So I started 2018 trying again to decode the Nigerian movie audience by asking the ‘30-billion Naira’ question, “How do you make successful commercial movie?”

Looking back at the last five years, this should not be too difficult to pin down. Nigerian filmmakers have clearly stepped up their game in the area of production value but sadly, story telling and acting are areas that still need a lot of intervention. Some have argued that “if our story telling isn’t great, how has Nollywood gone on to ‘Nigerinize’ pretty much the entire African continent with our movies?” my response will be in a post for another day.

I looked back at some of the movies that have made money in that last five years to pin point how and why these movies achieved this and others didn’t. Omoni Oboli’s Wives On Strike (Part 1), AY’s 30 Days In Atlanta and A Trip to Jamaica, The Wedding Party Part 1 & 2… did I miss anyone? What was that movie about couples on beach, I remember it also had a good run at the box-office.

▶ [Information provided]:
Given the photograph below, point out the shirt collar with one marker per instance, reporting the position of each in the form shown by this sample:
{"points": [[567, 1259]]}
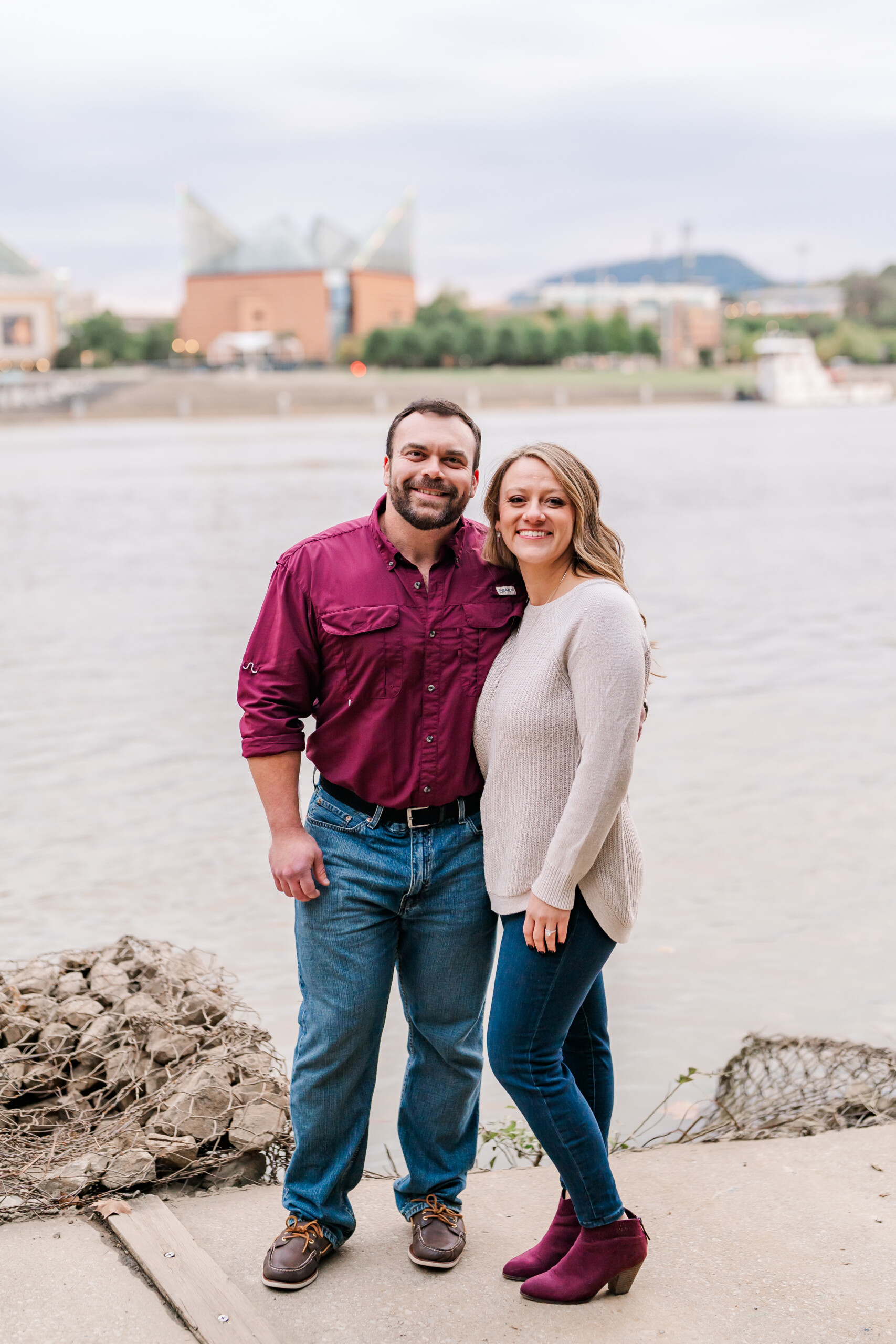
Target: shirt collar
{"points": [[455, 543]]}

--

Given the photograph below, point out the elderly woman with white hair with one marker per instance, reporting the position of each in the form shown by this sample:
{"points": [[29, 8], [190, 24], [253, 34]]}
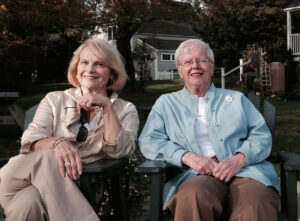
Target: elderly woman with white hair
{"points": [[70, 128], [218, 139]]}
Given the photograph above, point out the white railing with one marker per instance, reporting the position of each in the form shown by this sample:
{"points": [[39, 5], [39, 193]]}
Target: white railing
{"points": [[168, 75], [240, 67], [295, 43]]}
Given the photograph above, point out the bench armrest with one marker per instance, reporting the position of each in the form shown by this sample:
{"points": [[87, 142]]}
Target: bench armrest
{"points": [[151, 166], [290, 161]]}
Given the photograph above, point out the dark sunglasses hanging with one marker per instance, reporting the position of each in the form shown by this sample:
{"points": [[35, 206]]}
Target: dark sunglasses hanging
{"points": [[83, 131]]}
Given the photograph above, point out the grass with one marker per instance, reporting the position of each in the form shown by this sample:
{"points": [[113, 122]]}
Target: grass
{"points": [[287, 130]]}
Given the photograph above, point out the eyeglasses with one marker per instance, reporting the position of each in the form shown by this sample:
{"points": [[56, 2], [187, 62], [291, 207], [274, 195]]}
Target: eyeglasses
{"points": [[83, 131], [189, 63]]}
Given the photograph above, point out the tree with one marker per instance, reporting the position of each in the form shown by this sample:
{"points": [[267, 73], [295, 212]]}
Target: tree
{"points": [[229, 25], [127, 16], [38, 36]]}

▶ [Written exercise A]: In the passage above about making commercial Nigerian movies, which two areas does it say still need a lot of intervention?
▶ [Written exercise B]: Write the next part of the passage above about making commercial Nigerian movies, picking up after its last sentence.

▶ [Exercise result A]: Storytelling and acting.

▶ [Exercise result B]:
Wives on Strike, I didn’t see but I will see this latest installment. I also didn’t see 30 Days in Atlanta but have a pretty good idea what the story was about. As a commercial project I see how it was a hit with the audience back then; it was comedy, AY had his AY LIVE crowd, movie had scenes shot ‘in the abroad’, with Onyibo actors, and Ramsey Noah was in it! Next thing, it’s in the record book! AY landed heavy and made a major statement.

A Trip to Jamaica I didn’t like; it felt like a series of skits stitched together. But part of what I think made it a hit was because Funke Akindele was cast in it, and her crowd came to see her. I have not met anyone who has seen 10 Days in Sun City; are you guys too traumatized to re-live the experience? If you have, please let me know what you thought about.

So here is my audience theory about the ‘AY experiments’, 1. People like comedy 2. A new player with a massive followership will turn heads 3. They will forgive your bad story telling if they get enough laughs to pepper the experience 4. Casting an equally popular celebrity will bring people out of their houses (they don’t need to like you, they are there for their person) 5. If you don’t improve your story telling, they stop being forgiving. 

The Wedding Party 1 was groundbreaking in every way; amazing cast, story was not bad (but nowhere near great), marketing was on point. It had my two most important ingredients that make for good content “Context and authenticity”. Was the movie a commercial success? Hell yeah!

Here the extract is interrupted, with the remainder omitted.